### AIM
Reproduce word for word the stretch of data below that opens with the line containing "Question. Place a dot on every instance of the green zucchini" and closes with the line containing "(1067, 519)", both of those lines included.
-- start RECORD LIST --
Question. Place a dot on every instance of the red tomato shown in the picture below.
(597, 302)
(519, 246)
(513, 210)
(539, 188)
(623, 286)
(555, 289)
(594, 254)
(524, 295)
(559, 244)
-- end RECORD LIST --
-- start RECORD LIST --
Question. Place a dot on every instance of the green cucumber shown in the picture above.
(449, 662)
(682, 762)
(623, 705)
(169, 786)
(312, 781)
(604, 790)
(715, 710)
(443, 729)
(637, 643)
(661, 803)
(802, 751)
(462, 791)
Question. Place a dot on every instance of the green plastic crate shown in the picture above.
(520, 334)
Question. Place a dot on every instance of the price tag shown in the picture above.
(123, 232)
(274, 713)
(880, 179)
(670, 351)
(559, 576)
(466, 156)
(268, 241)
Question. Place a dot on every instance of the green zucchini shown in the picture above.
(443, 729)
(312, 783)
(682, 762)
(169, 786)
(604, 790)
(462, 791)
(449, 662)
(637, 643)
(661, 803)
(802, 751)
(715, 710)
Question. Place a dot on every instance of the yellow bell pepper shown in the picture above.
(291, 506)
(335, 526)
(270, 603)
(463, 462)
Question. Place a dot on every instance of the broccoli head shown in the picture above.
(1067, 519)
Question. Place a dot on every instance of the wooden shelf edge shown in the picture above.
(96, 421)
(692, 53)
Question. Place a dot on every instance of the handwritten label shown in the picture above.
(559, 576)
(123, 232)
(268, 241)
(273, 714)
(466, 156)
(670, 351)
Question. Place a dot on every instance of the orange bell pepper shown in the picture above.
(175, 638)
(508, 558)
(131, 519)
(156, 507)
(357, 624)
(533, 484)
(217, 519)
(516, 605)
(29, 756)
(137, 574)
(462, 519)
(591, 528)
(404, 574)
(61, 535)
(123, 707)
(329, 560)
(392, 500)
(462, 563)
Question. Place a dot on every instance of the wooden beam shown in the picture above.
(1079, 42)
-- end RECORD LIST --
### TASK OUTPUT
Question. Place a dot on every instance of the green zucchini shown in the picture above.
(443, 729)
(312, 783)
(682, 762)
(169, 786)
(604, 790)
(462, 791)
(449, 662)
(637, 643)
(661, 803)
(802, 751)
(715, 710)
Question. Place a dot on every instance of the yellow bell pepper shown in the picture above.
(291, 506)
(335, 526)
(270, 603)
(463, 462)
Question. Place a dot on every instance of the broccoli head shown in the picture above.
(1067, 519)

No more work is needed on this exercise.